Records for the exercise

|---|

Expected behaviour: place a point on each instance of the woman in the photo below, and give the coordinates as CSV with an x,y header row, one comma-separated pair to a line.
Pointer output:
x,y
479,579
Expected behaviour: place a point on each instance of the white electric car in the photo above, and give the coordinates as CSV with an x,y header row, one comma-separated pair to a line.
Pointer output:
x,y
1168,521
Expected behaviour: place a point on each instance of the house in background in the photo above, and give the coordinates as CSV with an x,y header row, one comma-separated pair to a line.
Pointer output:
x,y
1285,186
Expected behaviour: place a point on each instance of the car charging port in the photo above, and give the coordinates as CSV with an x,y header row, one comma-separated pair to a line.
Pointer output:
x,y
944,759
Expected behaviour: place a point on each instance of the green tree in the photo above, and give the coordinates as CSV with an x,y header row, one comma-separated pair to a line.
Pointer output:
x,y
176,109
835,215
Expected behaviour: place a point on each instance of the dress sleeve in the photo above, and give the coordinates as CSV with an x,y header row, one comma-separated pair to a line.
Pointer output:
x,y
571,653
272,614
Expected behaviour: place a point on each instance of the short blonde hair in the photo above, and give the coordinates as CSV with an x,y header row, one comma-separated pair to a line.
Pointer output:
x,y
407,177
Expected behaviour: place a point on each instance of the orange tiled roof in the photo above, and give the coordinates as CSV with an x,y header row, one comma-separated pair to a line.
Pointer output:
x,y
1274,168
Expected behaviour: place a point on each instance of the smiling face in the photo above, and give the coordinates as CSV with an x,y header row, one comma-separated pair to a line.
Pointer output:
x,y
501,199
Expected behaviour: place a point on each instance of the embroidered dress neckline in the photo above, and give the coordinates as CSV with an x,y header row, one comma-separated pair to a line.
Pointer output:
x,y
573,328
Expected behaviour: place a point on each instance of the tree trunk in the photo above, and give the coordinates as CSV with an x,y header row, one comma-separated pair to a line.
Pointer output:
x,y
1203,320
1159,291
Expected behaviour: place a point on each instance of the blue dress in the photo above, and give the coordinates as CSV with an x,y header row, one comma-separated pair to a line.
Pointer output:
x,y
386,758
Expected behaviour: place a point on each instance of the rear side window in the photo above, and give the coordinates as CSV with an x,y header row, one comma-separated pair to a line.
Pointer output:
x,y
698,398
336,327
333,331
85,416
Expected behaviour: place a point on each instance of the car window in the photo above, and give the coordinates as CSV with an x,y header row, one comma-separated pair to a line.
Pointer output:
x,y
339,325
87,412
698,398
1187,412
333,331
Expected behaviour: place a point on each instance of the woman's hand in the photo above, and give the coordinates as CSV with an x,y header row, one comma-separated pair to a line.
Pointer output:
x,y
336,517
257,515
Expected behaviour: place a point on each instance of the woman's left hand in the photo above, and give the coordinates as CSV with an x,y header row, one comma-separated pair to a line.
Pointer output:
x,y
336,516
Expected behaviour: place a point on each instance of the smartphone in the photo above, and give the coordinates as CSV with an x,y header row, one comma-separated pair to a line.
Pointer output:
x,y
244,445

|---|

The problem
Retype the data in full and match it exactly.

Written response
Expected behaviour: place a point on each instance of the woman in the photo below, and give the coordinates as CSV with an x,y header row, one comma-separated pair to a line.
Pointer output:
x,y
479,579
Expected behaviour: place a point on each instance of the white electric car in the photo above, and give the coordinates as CSV with an x,y header row, one comma-separated pair to a line.
Pointer output:
x,y
1168,521
Expected behaviour: place a point on each instance of the house in background in the photo above, and give the coordinates as CSV with an x,y header row, one comma-separated pair to a line.
Pointer output:
x,y
1285,186
Expected behaviour: place a point on each instance of the car charging port in the photo above, and give the coordinates as CSV with an x,y header row, one comma-separated pair to a line.
Pointer output:
x,y
944,759
Expected behaviour: place a point on each instance of the green tree in the photo above, and give the coordinates as CSV with an x,y header row, one comma-separated pair to a line.
Pointer output:
x,y
176,109
835,215
Expected behaviour: place a point on each instance of the dress sleeve in the photo above, and give the coordinates as CSV with an x,y header row, one comma-separated pair to a line.
Pointer output:
x,y
571,653
272,614
Expected behaviour: place a point on each instance of the short blonde hair in the photo above, and give the coordinates as CSV with an x,y header row, one comma-separated pair to a line.
Pointer output:
x,y
407,177
Expected behaviour: place a point on each instance of the orange tiled roof in the photo above, and give the coordinates as CSV with an x,y header row, one comma-separated pair to a line.
Pointer output:
x,y
1274,168
Expected behaviour: place a point on each instance of the smiling face in the photo above, and give the coordinates as CSV with an x,y header row, one comma-separated pair to a line.
Pointer output:
x,y
501,199
Expected behaviour: place a point on each instance of the embroidered dress neckline in the photo above, and give the coordinates as CSV with an x,y header row, one comma-separated pair to a line.
Pointer output:
x,y
573,328
Expected behaviour: place a point on each instance of the tree trunk in the photo above, and give the coordinates as CSV with an x,y header row, one comma-separated pair to a line.
Pointer output:
x,y
1203,320
1159,291
Expected behaviour: place a point on each instance of the blue dress in the photo above, and give the coordinates as CSV with an x,y header row, one comma-separated pair to a line.
Pointer output:
x,y
386,758
Expected behaviour: place a point on each instance of the rear side window in the photo above, and give the coordinates as CSV with an x,y header row, one comma-separated pair to a line.
Pointer output:
x,y
698,398
336,327
333,331
85,416
Expected behaviour: place a point on each instance of the car window in the photo above, and give the coordinates as CSV with an x,y header row, one comma-separated pair to a line.
Pointer output:
x,y
339,325
87,412
698,398
1187,412
333,331
Expected behaviour: place a point on each instance of the woman's hand in the photo above, and give the coordinates as CSV with an x,y header row, one comma-separated pair to a line.
Pointer output:
x,y
336,517
257,515
Expected behaviour: place a point on each instance of the woman's left hand in the photo above, and give the coordinates as CSV with an x,y header row, one comma-separated pair to a line.
Pointer output:
x,y
336,516
Expected behaviour: place a point on each instance of the smartphone in the photo above, and give the coordinates as CSV with an x,y header row, one comma-separated pair to a line.
Pointer output:
x,y
244,445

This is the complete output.